━━━━━ RECORDS SHOWN ━━━━━

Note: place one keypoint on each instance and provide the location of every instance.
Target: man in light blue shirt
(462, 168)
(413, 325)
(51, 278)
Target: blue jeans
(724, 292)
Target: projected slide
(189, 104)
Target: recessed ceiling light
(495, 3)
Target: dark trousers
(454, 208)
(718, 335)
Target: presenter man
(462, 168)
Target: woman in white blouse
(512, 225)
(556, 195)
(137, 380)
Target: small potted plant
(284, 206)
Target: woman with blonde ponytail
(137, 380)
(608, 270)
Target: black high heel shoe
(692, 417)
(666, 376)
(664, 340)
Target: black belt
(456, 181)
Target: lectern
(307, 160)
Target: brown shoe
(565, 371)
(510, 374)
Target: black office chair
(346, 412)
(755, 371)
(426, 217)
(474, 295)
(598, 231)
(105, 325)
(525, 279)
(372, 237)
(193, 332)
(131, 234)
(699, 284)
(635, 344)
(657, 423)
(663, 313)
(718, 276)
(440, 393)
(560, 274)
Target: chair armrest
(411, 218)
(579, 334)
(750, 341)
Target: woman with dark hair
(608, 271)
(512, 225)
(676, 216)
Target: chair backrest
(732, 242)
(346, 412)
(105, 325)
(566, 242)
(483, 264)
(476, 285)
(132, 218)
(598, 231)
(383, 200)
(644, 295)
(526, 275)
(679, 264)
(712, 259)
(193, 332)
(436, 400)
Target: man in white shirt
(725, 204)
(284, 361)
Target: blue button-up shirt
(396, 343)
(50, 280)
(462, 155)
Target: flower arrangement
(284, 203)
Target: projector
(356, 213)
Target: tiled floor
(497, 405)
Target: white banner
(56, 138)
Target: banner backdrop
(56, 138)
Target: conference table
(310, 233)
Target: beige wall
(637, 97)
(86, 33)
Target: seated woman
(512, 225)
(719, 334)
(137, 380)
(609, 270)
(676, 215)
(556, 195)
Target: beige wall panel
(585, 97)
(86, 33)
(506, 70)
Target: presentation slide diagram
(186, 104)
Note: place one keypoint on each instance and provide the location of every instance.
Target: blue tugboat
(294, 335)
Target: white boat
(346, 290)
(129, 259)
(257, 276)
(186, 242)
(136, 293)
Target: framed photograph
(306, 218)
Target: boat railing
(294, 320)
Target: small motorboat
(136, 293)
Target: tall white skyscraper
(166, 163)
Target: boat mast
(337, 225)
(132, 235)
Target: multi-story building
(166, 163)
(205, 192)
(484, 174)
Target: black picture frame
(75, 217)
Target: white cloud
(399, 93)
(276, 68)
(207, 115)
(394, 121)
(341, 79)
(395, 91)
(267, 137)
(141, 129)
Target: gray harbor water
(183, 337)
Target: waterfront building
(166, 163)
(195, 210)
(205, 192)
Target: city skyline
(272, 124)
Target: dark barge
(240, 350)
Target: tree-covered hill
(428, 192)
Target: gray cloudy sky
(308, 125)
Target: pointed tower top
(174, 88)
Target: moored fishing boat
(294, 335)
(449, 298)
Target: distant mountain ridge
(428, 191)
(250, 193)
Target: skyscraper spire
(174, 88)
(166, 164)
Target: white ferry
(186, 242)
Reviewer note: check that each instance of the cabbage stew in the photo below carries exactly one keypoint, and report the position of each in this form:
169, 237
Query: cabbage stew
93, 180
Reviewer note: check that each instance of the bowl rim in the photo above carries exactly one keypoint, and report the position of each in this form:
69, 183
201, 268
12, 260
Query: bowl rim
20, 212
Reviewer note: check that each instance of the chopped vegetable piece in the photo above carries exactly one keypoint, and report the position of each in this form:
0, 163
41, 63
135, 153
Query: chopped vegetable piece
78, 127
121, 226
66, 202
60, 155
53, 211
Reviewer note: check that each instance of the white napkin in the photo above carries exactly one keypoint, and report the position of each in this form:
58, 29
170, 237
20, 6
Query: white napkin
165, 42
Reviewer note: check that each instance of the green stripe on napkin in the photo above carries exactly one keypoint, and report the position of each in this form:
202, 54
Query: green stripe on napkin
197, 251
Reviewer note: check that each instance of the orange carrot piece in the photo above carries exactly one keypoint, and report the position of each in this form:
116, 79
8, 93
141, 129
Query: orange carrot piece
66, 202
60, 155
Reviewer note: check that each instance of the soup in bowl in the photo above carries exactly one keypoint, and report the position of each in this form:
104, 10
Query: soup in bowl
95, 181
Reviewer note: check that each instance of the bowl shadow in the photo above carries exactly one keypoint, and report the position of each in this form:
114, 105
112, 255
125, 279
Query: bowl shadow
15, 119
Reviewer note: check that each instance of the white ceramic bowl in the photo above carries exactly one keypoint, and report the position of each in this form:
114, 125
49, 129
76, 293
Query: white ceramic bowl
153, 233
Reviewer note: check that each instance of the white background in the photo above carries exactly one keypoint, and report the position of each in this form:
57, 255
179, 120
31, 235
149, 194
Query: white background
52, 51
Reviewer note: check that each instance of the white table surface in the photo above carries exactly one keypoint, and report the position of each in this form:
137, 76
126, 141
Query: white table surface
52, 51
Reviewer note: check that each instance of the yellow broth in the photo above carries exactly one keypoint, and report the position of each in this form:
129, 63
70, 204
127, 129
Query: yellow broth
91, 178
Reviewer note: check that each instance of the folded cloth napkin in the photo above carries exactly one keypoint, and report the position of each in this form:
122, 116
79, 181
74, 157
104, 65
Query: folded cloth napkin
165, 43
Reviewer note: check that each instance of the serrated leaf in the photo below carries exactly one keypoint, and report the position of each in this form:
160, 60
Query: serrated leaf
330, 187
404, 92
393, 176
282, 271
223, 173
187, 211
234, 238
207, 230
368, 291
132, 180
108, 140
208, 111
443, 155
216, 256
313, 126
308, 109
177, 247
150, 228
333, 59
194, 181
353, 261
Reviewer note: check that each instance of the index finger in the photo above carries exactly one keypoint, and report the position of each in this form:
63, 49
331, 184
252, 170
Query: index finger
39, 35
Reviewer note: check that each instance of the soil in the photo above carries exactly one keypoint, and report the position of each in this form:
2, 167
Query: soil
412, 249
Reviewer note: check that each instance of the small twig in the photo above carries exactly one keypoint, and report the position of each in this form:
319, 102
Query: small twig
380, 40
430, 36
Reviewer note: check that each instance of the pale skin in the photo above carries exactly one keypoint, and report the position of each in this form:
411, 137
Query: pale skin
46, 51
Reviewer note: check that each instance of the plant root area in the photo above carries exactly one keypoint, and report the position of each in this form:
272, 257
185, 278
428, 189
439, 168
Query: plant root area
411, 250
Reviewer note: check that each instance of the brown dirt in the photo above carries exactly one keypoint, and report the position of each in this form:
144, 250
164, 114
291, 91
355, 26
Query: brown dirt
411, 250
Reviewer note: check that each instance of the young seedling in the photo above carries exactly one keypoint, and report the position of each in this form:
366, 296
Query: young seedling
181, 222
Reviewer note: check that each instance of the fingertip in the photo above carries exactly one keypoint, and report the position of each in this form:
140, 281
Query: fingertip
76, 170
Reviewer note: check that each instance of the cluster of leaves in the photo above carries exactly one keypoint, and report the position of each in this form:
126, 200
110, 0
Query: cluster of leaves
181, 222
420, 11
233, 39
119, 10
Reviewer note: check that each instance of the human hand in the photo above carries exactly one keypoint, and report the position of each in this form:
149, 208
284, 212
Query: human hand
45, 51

━━━━━

**EXERCISE INSTRUCTIONS:** Write each line of the data down again exactly as it reads.

**YOUR SOLUTION:**
Note: place one keypoint on each instance and provide the location of every instance.
Target: man in light blue shirt
(462, 168)
(413, 325)
(51, 278)
Target: blue jeans
(724, 292)
Target: projected slide
(189, 104)
Target: recessed ceiling light
(495, 3)
Target: dark trousers
(454, 208)
(718, 335)
Target: presenter man
(462, 168)
Target: woman in white blouse
(512, 225)
(556, 195)
(137, 380)
Target: small potted plant
(284, 206)
Target: woman with blonde ponytail
(137, 380)
(608, 270)
Target: black high heel shoe
(692, 417)
(666, 376)
(664, 340)
Target: black belt
(456, 181)
Target: lectern
(307, 160)
Target: brown shoe
(565, 371)
(510, 374)
Target: black office chair
(346, 412)
(755, 371)
(426, 217)
(474, 295)
(598, 231)
(105, 325)
(525, 279)
(372, 237)
(193, 332)
(131, 234)
(699, 284)
(635, 344)
(657, 423)
(663, 313)
(718, 276)
(440, 393)
(560, 274)
Target: chair armrest
(411, 218)
(579, 334)
(750, 341)
Target: woman with dark hair
(608, 271)
(512, 225)
(676, 216)
Target: chair backrest
(732, 242)
(346, 412)
(105, 325)
(566, 242)
(483, 264)
(476, 285)
(132, 218)
(598, 231)
(383, 200)
(644, 295)
(526, 275)
(679, 264)
(712, 259)
(193, 332)
(436, 400)
Target: man in white shirt
(725, 204)
(284, 361)
Target: blue button-up shirt
(396, 343)
(50, 280)
(462, 155)
Target: flower arrangement
(284, 203)
Target: projector
(356, 213)
Target: tiled floor
(497, 405)
Target: white banner
(56, 138)
Target: banner backdrop
(56, 138)
Target: conference table
(310, 233)
Target: beige wall
(637, 97)
(86, 33)
Target: seated woman
(512, 225)
(719, 334)
(137, 380)
(609, 270)
(676, 215)
(556, 195)
Target: beige wall panel
(585, 97)
(86, 33)
(506, 70)
Target: presentation slide diagram
(186, 104)
Note: place one keypoint on each instance and provide the location of every instance.
Target: blue tugboat
(294, 335)
Target: white boat
(346, 290)
(129, 259)
(257, 276)
(186, 242)
(136, 293)
Target: framed photograph
(306, 218)
Target: boat railing
(294, 320)
Target: small motorboat
(136, 293)
Target: tall white skyscraper
(166, 163)
Target: boat mast
(337, 225)
(132, 235)
Target: multi-story building
(166, 163)
(205, 192)
(484, 174)
Target: black picture frame
(75, 217)
Target: white cloud
(399, 93)
(276, 68)
(207, 115)
(394, 121)
(341, 79)
(395, 91)
(267, 137)
(141, 129)
Target: gray harbor water
(183, 337)
Target: waterfront building
(166, 163)
(195, 210)
(205, 192)
Target: city skyline
(272, 124)
Target: dark barge
(240, 350)
Target: tree-covered hill
(428, 192)
Target: gray cloudy sky
(308, 125)
Target: pointed tower top
(174, 88)
Target: moored fishing boat
(294, 335)
(449, 298)
Target: distant mountain ridge
(428, 191)
(250, 193)
Target: skyscraper spire
(174, 88)
(166, 164)
Target: white ferry
(186, 242)
Reviewer note: check that each instance of the cabbage stew in the photo below carries exactly one keypoint, and report the position of each in this form:
169, 237
Query: cabbage stew
93, 180
Reviewer note: check that each instance of the bowl rim in the photo above carries exactly one keypoint, and report the position of each in this form:
69, 183
201, 268
12, 260
Query: bowl rim
20, 212
Reviewer note: check that each instance of the chopped vegetable piece in the photo above carries exactly one keypoint, and report the position of each in this form:
0, 163
41, 63
135, 153
Query: chopped vegetable piece
78, 127
121, 226
66, 202
60, 155
53, 211
Reviewer note: check that each instance of the white napkin in the photo above carries exactly one keypoint, and report the position of each in this form:
58, 29
170, 237
20, 6
Query: white napkin
165, 42
Reviewer note: check that each instance of the green stripe on napkin in the photo above carries exactly one keypoint, and report the position of each in this form:
202, 54
Query: green stripe on napkin
197, 251
Reviewer note: check that each instance of the orange carrot piece in the photo above carries exactly one keypoint, and report the position of each in this form:
116, 79
8, 93
141, 129
Query: orange carrot piece
66, 202
60, 155
Reviewer note: check that each instance of the soup in bowl in the photo above carries exactly one keypoint, and report the position of each in this form:
104, 10
Query: soup in bowl
95, 181
Reviewer note: check that each instance of the bowl shadow in the photo above carries exactly one keypoint, and report the position of each in this form:
114, 105
112, 255
125, 279
Query: bowl shadow
15, 119
Reviewer note: check that each instance of the white ceramic bowl in the photo above carries exactly one keypoint, and report the position of each in this form:
114, 125
49, 129
76, 293
Query: white ceramic bowl
153, 233
Reviewer note: check that each instance of the white background in the photo above carries exactly one keypoint, and report the position of each in this form:
57, 255
179, 120
31, 235
149, 194
Query: white background
52, 51
Reviewer note: check that each instance of the white table surface in the photo above carries exactly one keypoint, and report the position of each in this form:
137, 76
126, 141
Query: white table surface
52, 51
Reviewer note: check that each instance of the yellow broth in the photo above carries exactly one keypoint, and report the position of each in this form:
129, 63
70, 204
127, 129
Query: yellow broth
91, 178
Reviewer note: check that each instance of the folded cloth napkin in the photo above carries exactly one keypoint, and report the position of each in this form:
122, 116
79, 181
74, 157
104, 65
Query: folded cloth napkin
165, 43
Reviewer note: check that each instance of the serrated leaf in the photo below carries exactly one keypoint, and report the position of each in this form:
160, 60
Query: serrated leaf
330, 187
404, 92
393, 176
282, 271
223, 173
187, 211
234, 238
207, 230
368, 291
132, 180
108, 140
208, 111
443, 155
216, 256
313, 126
308, 109
177, 247
150, 228
333, 59
194, 181
353, 261
Reviewer note: check that each instance of the index finger in the photo above carries exactly one keypoint, and report the position of each in this form:
63, 49
331, 184
252, 170
Query: index finger
39, 35
Reviewer note: check that each instance of the soil in the photo above carries exactly one keypoint, and report the position of each in this form:
2, 167
Query: soil
412, 249
Reviewer note: check that each instance of the small twig in the photo above carries exactly one keypoint, and report the position of each in this form:
319, 102
Query: small twig
380, 40
430, 36
Reviewer note: check that each instance of the pale skin in the photo above carries exactly one keypoint, and report the position of each in this form:
411, 137
Query: pale skin
46, 51
Reviewer note: check that each instance of the plant root area in the photo above carries exactly one keypoint, and report the position of each in this form:
272, 257
185, 278
428, 189
439, 168
Query: plant root area
411, 250
Reviewer note: check that each instance of the brown dirt in the photo above carries exactly one keypoint, and report the position of each in this form:
144, 250
164, 114
291, 91
355, 26
Query: brown dirt
411, 250
Reviewer note: check that each instance of the young seedling in the photo above carries exactly one keypoint, and report the position of each in this form:
366, 296
Query: young seedling
181, 222
Reviewer note: check that each instance of the fingertip in the photo above carries exactly one keypoint, and report the position of each in this form:
140, 281
Query: fingertip
76, 170
Reviewer note: check that each instance of the cluster of leaves in the photo above carries exactly one keypoint, and report the position of each in this form:
126, 200
110, 0
Query: cluster of leaves
181, 222
420, 11
233, 39
119, 10
Reviewer note: check that each instance of the human hand in the photo above carries exactly one keypoint, and report the position of each in this form:
149, 208
284, 212
Query: human hand
45, 51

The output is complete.